** BEGIN DATA FOR THIS EXERCISE **

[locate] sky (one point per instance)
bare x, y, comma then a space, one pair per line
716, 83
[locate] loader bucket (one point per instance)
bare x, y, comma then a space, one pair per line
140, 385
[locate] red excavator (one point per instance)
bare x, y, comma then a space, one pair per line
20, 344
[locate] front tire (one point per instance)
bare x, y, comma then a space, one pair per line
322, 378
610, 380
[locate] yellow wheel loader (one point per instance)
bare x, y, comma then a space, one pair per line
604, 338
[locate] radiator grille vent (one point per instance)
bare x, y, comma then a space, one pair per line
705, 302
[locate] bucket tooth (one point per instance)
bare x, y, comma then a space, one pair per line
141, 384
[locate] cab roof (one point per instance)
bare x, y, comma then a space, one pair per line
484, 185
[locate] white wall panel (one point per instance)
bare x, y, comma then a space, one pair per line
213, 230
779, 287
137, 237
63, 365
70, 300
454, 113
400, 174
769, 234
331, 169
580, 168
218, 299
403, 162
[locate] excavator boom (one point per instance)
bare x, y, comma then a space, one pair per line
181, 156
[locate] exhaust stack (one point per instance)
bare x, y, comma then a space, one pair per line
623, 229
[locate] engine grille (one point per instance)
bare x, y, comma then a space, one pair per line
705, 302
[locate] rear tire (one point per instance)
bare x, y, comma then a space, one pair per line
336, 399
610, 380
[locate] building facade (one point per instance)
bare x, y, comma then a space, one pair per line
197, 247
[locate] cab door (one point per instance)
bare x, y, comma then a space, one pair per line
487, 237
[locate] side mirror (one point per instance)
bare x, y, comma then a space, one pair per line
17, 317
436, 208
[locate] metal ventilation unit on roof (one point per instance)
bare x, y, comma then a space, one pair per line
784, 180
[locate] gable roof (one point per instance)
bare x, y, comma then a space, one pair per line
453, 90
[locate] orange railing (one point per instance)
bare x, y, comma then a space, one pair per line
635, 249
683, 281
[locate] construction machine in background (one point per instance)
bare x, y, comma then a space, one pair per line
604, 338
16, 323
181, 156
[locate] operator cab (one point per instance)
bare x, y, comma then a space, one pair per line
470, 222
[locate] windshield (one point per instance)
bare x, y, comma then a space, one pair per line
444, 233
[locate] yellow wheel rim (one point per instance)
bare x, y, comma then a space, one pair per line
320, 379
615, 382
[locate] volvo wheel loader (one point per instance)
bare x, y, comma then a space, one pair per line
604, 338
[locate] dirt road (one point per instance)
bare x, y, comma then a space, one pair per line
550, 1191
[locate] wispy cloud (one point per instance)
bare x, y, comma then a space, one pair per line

** END DATA FOR THIS EXERCISE **

- WRITTEN REQUEST -
Retype all of the data above line for line, without changing a single character.

- RESULT -
[locate] sky (one point per instance)
bare x, y, comma then a space, one pair per line
716, 83
[locate] loader bucket (one point per instance)
bare x, y, comma then a space, one pair per line
140, 385
[locate] red excavator (one point per instance)
bare x, y, comma then a space, one pair per line
20, 344
[locate] front tire (one point per instance)
bare x, y, comma then a space, one pair per line
322, 378
610, 380
[locate] yellow wheel loader (one point per instance)
bare x, y, comma then a space, one pair per line
604, 338
[locate] radiator grille vent (one point per instance)
bare x, y, comma then a space, one pair per line
705, 302
[locate] bucket tooth (one point per instance)
bare x, y, comma then a space, one pair per line
141, 384
[locate] cab roof (one point per instance)
bare x, y, comma then a space, one pair per line
484, 185
[locate] white wall panel (one point per instance)
bare x, y, comma then a space, one pair per line
213, 230
779, 287
137, 237
63, 365
70, 300
454, 113
400, 174
769, 234
331, 169
580, 168
218, 299
403, 162
[locate] excavator boom (one point per instance)
bare x, y, comma then a space, one pair per line
181, 156
[locate] exhaust stack (one point per instance)
bare x, y, comma then a space, one pair per line
623, 229
[locate] engine grille (one point per instance)
bare x, y, comma then a space, one pair per line
705, 302
[locate] rear tire (one point per instance)
bare x, y, comma then a space, one pair per line
336, 399
610, 380
[locate] building facade (one point per instance)
bare x, y, comma then a space, one pair per line
197, 247
[locate] cab door (one point per instance)
bare x, y, comma then a space, one pair per line
487, 237
[locate] side mirror (one point per instance)
bare x, y, comma then a space, one pair per line
17, 317
436, 208
[locate] metal ventilation unit on roof (one point per instance)
bare x, y, comma then a space, one pair per line
784, 180
[locate] gable roof (one point per instance)
bare x, y, comma then a space, one pair per line
453, 90
[locate] orange railing (one point per instance)
bare x, y, comma then a space, one pair per line
635, 249
683, 281
[locate] construction machine in background (one point per instance)
bare x, y, comma then a space, one pair per line
604, 338
16, 323
181, 156
[locate] operator cab (one point per instance)
bare x, y, comma then a space, one pair per line
470, 222
[locate] windshield (one point per instance)
bare x, y, comma then a space, one pair per line
444, 233
[locate] yellow wheel rim (one point per instance)
bare x, y, comma then a space, one pair per line
320, 379
615, 382
[locate] volvo wheel loader (one point per instance)
bare x, y, comma then a space, one pair per line
604, 338
[locate] dirt road (one point per instance)
bare x, y, comma then a space, one pair per line
550, 1191
[locate] wispy cloud (one point per instance)
bare x, y, comma then a space, one pair per line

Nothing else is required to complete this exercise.